• _Collected data_:
=== Section Start ===

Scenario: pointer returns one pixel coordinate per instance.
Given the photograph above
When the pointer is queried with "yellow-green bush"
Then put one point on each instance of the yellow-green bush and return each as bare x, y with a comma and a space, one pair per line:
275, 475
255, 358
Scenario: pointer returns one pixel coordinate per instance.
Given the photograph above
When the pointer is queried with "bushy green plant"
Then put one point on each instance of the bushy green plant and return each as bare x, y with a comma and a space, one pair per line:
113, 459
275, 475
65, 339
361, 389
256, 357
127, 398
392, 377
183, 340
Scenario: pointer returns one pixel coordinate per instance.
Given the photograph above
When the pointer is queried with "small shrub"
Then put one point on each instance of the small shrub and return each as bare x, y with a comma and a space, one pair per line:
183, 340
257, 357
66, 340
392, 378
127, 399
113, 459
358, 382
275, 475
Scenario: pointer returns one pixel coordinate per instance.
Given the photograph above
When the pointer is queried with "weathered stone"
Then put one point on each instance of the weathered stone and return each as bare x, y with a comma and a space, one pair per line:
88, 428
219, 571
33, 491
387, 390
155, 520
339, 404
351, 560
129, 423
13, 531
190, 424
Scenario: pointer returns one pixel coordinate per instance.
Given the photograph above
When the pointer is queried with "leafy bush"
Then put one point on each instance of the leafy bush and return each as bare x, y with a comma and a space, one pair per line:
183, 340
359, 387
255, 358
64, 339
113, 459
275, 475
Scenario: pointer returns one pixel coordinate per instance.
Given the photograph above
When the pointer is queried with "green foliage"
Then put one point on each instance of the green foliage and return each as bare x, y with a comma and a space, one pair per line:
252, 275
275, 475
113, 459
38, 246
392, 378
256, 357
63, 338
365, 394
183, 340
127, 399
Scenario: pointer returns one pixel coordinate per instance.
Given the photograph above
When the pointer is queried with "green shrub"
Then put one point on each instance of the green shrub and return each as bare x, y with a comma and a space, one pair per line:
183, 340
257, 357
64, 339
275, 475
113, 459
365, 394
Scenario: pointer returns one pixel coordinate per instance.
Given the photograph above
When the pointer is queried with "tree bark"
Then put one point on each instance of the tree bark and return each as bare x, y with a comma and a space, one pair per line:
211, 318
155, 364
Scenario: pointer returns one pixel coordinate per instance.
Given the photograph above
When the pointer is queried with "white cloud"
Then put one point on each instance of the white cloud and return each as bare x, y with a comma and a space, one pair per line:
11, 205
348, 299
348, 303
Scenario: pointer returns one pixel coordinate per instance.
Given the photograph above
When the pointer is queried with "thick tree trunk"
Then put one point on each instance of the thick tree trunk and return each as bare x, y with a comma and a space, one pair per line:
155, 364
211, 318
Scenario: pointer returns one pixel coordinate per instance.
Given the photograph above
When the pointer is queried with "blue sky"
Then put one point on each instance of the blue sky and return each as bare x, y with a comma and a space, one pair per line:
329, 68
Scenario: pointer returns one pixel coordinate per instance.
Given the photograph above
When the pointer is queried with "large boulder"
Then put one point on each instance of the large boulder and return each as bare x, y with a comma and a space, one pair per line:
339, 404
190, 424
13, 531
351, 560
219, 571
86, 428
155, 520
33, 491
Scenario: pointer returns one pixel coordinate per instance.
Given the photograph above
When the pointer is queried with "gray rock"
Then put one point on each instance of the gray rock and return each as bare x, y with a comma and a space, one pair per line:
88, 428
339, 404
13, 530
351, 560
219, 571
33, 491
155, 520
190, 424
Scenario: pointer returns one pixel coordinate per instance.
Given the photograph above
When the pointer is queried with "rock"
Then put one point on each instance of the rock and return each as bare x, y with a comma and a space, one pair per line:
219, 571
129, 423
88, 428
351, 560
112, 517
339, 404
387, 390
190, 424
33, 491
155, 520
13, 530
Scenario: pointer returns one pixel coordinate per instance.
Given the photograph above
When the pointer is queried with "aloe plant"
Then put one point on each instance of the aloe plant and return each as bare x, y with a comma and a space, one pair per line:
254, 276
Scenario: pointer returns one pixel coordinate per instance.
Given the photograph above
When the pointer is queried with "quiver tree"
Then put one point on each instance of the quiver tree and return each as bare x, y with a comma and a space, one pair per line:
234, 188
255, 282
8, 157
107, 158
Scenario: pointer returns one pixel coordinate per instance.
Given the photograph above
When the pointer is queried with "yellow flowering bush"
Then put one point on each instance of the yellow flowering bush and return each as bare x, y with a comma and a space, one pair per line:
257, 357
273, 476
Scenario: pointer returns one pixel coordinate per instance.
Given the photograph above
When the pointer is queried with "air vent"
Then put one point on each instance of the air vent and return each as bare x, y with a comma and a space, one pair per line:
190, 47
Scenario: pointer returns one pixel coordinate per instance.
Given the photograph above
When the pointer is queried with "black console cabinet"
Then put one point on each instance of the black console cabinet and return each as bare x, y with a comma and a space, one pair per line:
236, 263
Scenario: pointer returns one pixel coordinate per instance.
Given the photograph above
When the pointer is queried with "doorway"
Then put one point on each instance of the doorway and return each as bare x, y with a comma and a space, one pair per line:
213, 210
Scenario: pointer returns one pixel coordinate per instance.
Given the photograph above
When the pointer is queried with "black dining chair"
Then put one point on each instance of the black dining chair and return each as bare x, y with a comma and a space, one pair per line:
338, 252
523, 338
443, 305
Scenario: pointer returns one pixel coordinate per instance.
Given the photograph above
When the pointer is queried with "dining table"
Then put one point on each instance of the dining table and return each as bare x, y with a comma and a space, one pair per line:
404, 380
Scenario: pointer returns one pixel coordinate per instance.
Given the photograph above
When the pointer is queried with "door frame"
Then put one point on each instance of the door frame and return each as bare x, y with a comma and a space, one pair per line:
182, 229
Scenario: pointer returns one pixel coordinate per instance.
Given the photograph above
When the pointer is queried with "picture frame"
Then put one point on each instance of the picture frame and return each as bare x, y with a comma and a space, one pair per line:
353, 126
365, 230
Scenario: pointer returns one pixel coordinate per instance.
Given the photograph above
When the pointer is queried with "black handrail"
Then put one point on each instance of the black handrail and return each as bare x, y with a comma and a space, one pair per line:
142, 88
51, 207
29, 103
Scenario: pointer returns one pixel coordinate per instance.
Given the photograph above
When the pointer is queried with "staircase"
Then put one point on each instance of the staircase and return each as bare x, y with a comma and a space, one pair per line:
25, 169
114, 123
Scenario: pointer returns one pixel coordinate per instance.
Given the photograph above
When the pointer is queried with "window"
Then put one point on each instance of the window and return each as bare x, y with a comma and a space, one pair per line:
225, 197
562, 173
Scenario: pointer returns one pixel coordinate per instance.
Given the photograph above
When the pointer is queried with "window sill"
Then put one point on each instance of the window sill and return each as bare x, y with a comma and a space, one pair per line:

=== Section End ===

• _Exercise details_:
For the string "sill", filter the data and copy out each line where it occurs.

• _Worked solution_:
When the pointer is queried with "window sill"
Then put one point on each instance of the window sill and return each as bare x, y with a comma and a space, one pair per line:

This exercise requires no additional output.